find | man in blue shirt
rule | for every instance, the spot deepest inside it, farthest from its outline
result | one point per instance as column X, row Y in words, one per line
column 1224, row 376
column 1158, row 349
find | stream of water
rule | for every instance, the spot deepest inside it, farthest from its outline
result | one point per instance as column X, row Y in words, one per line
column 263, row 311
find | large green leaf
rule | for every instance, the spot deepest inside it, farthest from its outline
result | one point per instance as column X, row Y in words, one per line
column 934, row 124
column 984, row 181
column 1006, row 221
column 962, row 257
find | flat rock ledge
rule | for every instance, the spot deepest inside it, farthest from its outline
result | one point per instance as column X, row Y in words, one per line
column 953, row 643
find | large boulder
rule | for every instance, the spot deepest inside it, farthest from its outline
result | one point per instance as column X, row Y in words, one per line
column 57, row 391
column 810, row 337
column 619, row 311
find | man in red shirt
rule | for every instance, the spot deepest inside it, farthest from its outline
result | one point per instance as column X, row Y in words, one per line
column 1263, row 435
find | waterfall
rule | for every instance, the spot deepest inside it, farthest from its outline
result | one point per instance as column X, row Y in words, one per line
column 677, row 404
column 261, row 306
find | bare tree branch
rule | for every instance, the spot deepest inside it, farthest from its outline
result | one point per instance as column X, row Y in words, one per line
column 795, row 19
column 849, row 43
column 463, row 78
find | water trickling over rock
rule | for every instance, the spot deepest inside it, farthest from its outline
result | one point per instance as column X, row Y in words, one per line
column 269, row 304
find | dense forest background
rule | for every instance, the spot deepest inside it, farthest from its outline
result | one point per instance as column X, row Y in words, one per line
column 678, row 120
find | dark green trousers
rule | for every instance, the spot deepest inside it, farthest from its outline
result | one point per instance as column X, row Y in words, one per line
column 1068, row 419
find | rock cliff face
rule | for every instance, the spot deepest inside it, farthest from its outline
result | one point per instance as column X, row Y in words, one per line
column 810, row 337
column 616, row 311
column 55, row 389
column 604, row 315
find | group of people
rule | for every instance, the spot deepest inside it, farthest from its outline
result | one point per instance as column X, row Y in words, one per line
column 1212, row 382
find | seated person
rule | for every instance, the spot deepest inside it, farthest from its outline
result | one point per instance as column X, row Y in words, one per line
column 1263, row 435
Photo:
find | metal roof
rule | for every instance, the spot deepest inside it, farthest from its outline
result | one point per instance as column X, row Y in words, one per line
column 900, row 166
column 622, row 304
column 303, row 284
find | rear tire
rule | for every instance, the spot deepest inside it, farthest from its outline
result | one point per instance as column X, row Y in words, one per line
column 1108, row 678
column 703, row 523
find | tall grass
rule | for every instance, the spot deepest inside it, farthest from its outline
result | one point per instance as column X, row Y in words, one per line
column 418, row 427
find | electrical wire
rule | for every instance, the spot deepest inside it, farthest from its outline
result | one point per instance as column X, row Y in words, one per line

Objective: Rewrite the stretch of data from the line containing "find | stream of water" through the line containing "column 953, row 643", replacing "large green leaf" with "broad green leaf" and leaving everything else unchanged.

Full response:
find | stream of water
rule | for every instance, the spot deepest inside it, farthest from its outline
result | one point per instance as column X, row Y in words, one per line
column 263, row 311
find | broad green leaf
rule | for every instance, the spot deepest inside it, farthest from its outline
result | one point per instance as column X, row Y in words, one per line
column 934, row 124
column 984, row 181
column 1006, row 221
column 962, row 257
find | flat rock ledge
rule | for every instance, the spot deepest inside it, farthest from its outline
result | one point per instance as column X, row Y in words, one per line
column 953, row 643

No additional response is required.